DATASET EXTRACT section start
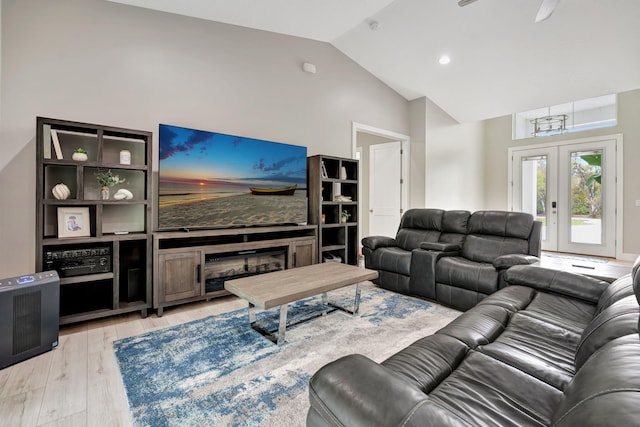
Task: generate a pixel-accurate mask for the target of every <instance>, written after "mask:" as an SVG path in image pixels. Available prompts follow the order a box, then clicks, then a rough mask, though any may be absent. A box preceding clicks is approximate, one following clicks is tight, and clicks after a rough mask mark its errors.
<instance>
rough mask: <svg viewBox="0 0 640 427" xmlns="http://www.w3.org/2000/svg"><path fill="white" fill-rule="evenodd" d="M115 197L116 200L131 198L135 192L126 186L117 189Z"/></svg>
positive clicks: (127, 198) (114, 195) (114, 194)
mask: <svg viewBox="0 0 640 427" xmlns="http://www.w3.org/2000/svg"><path fill="white" fill-rule="evenodd" d="M113 198H114V199H116V200H123V199H124V200H131V199H133V193H132V192H131V191H129V190H127V189H126V188H121V189H120V190H118V191H116V194H114V195H113Z"/></svg>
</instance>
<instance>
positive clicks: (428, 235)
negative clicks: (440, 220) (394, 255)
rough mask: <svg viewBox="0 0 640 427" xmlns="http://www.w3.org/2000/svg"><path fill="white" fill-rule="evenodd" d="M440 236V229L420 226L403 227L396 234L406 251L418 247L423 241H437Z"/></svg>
mask: <svg viewBox="0 0 640 427" xmlns="http://www.w3.org/2000/svg"><path fill="white" fill-rule="evenodd" d="M439 238H440V231H439V230H424V229H419V228H401V229H400V230H398V234H396V241H397V242H398V246H399V247H400V248H401V249H404V250H405V251H412V250H414V249H418V248H419V247H420V243H422V242H437V241H438V239H439Z"/></svg>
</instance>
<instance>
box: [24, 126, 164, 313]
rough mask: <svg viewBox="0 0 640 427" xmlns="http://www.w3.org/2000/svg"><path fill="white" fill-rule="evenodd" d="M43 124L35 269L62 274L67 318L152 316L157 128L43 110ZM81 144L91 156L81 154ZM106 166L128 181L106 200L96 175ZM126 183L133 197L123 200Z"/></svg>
mask: <svg viewBox="0 0 640 427" xmlns="http://www.w3.org/2000/svg"><path fill="white" fill-rule="evenodd" d="M36 127H37V130H36V156H37V167H36V171H37V172H36V174H37V176H36V207H37V209H36V269H37V270H38V271H43V270H51V269H55V270H57V271H58V273H59V275H60V277H61V279H60V317H61V318H60V323H61V324H64V323H72V322H77V321H83V320H89V319H94V318H98V317H104V316H110V315H114V314H120V313H125V312H130V311H137V310H140V312H141V313H142V315H143V316H146V314H147V309H148V308H150V307H151V301H152V300H151V265H152V259H151V234H150V233H151V218H152V215H151V206H150V194H151V166H150V165H151V135H152V134H151V132H147V131H142V130H133V129H123V128H117V127H112V126H102V125H95V124H89V123H80V122H73V121H67V120H58V119H50V118H43V117H38V118H37V120H36ZM77 149H82V150H84V151H85V153H86V160H74V158H73V154H74V151H76V150H77ZM121 156H122V157H121ZM126 158H128V159H129V160H128V161H127V160H125V159H126ZM121 160H123V162H121ZM106 170H111V171H112V172H113V173H114V174H115V175H118V177H120V178H123V179H124V182H122V183H121V184H118V185H116V186H114V187H111V188H110V189H109V190H110V191H109V197H108V198H106V199H103V196H102V194H101V186H100V184H99V183H98V181H97V179H96V174H97V173H98V172H101V171H106ZM58 184H62V186H59V187H57V190H58V191H56V193H55V194H54V192H53V190H54V187H56V186H57V185H58ZM120 189H124V190H128V191H129V192H130V194H131V195H132V196H133V197H132V198H126V199H118V200H116V198H114V195H115V194H116V193H117V192H118V190H120ZM67 194H68V195H67ZM65 195H67V197H66V198H63V197H62V196H65ZM56 196H57V197H56Z"/></svg>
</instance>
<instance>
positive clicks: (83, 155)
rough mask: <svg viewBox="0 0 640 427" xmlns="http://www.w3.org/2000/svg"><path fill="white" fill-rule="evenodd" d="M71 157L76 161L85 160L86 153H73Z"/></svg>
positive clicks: (85, 161)
mask: <svg viewBox="0 0 640 427" xmlns="http://www.w3.org/2000/svg"><path fill="white" fill-rule="evenodd" d="M71 158H72V159H73V160H75V161H76V162H86V161H87V159H88V157H87V153H73V154H72V155H71Z"/></svg>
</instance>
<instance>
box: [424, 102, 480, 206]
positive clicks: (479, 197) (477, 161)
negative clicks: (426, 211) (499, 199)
mask: <svg viewBox="0 0 640 427" xmlns="http://www.w3.org/2000/svg"><path fill="white" fill-rule="evenodd" d="M483 128H484V124H483V123H482V122H475V123H458V122H457V121H456V120H454V119H453V118H452V117H451V116H449V115H448V114H447V113H445V112H444V111H443V110H442V109H441V108H440V107H438V106H437V105H436V104H434V103H433V102H431V101H430V100H427V101H426V129H427V133H426V150H427V151H426V158H427V160H426V171H425V180H426V184H425V185H426V196H425V198H426V201H425V202H426V203H425V206H426V207H430V208H439V209H465V210H468V211H472V212H473V211H476V210H481V209H484V206H485V203H484V192H483V190H484V188H483V174H484V170H485V164H484V162H483V139H482V138H483ZM486 167H487V168H490V167H491V164H487V165H486Z"/></svg>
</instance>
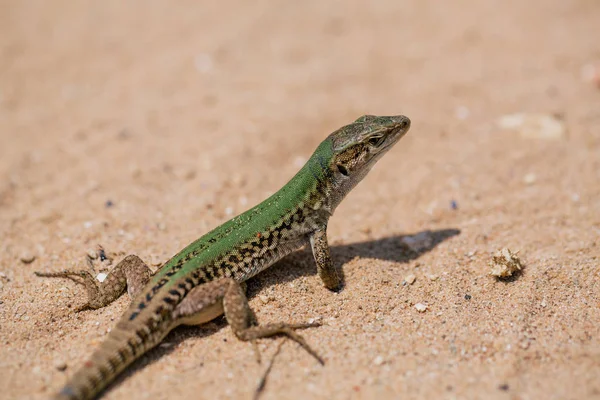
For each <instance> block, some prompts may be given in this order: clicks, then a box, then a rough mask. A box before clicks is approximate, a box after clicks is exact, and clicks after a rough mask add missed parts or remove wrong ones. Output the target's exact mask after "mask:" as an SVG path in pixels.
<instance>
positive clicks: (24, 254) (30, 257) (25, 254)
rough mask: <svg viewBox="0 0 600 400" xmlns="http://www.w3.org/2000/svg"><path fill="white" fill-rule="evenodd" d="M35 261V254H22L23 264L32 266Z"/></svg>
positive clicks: (21, 255)
mask: <svg viewBox="0 0 600 400" xmlns="http://www.w3.org/2000/svg"><path fill="white" fill-rule="evenodd" d="M33 260H35V254H33V253H32V252H30V251H25V252H23V254H21V262H23V263H24V264H30V263H32V262H33Z"/></svg>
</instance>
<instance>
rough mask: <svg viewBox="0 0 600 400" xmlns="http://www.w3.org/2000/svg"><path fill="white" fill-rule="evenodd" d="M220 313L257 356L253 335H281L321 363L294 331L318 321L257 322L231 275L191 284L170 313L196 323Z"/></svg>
mask: <svg viewBox="0 0 600 400" xmlns="http://www.w3.org/2000/svg"><path fill="white" fill-rule="evenodd" d="M221 313H225V318H226V319H227V322H228V323H229V325H230V326H231V329H232V330H233V333H234V334H235V335H236V336H237V337H238V339H240V340H243V341H247V342H250V343H252V346H253V348H254V349H255V350H254V351H255V352H256V353H255V354H256V358H257V360H260V356H259V355H258V351H257V349H256V344H255V343H256V340H257V339H261V338H266V337H271V336H278V335H285V336H287V337H288V338H290V339H291V340H293V341H295V342H296V343H298V344H299V345H300V346H302V348H303V349H304V350H306V351H307V352H308V353H309V354H310V355H311V356H313V357H314V358H315V359H316V360H317V361H318V362H319V363H320V364H324V362H323V359H322V358H321V357H319V355H318V354H317V352H316V351H314V350H313V349H312V348H311V347H310V346H309V345H308V343H307V342H306V340H304V338H303V337H302V336H301V335H300V334H298V333H297V332H296V330H298V329H306V328H314V327H317V326H320V325H321V324H320V323H319V322H311V323H297V324H288V323H283V322H282V323H274V324H266V325H258V324H257V323H256V319H255V317H254V313H253V312H252V310H251V309H250V307H249V306H248V300H247V299H246V295H245V294H244V290H243V288H242V286H241V285H240V284H239V283H238V282H236V281H235V280H233V279H232V278H223V279H219V280H217V281H212V282H209V283H205V284H202V285H200V286H197V287H195V288H194V289H192V290H191V291H190V293H188V294H187V296H186V297H185V299H183V300H182V301H181V303H179V305H177V308H176V309H175V311H174V313H173V317H174V319H176V320H179V323H181V324H185V325H198V324H203V323H205V322H208V321H209V320H211V319H213V318H215V317H216V316H218V315H220V314H221Z"/></svg>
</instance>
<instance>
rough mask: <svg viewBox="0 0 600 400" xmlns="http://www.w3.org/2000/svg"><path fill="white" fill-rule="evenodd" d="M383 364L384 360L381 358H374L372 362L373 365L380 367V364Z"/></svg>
mask: <svg viewBox="0 0 600 400" xmlns="http://www.w3.org/2000/svg"><path fill="white" fill-rule="evenodd" d="M384 362H385V360H384V359H383V357H382V356H377V357H375V359H374V360H373V364H375V365H377V366H380V365H381V364H383V363H384Z"/></svg>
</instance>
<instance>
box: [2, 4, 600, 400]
DATASET EXTRACT section end
• **TRY IT**:
Reproduce each line above that contains "target".

• **THE COMPLETED TASK**:
Task: generate a pixel-accurate mask for the target of every <instance>, written after "mask:" as an SVG path in image pixels. Available prompts follow the order a box, then clicks, then a rough mask, though any may be absent. A box preceding clicks is approximate, one following clicks is tight, and clicks after a rough mask mark its errors.
For each <instance> block, some prompts may be given in this order: clicks, then a box, then a rough mask. A box before clicks is approximate, a box after clicks is exact, and clicks after a rough mask add missed parts or remove wrong ones. Output the target's exact mask after "mask:" as an SVG path in pixels.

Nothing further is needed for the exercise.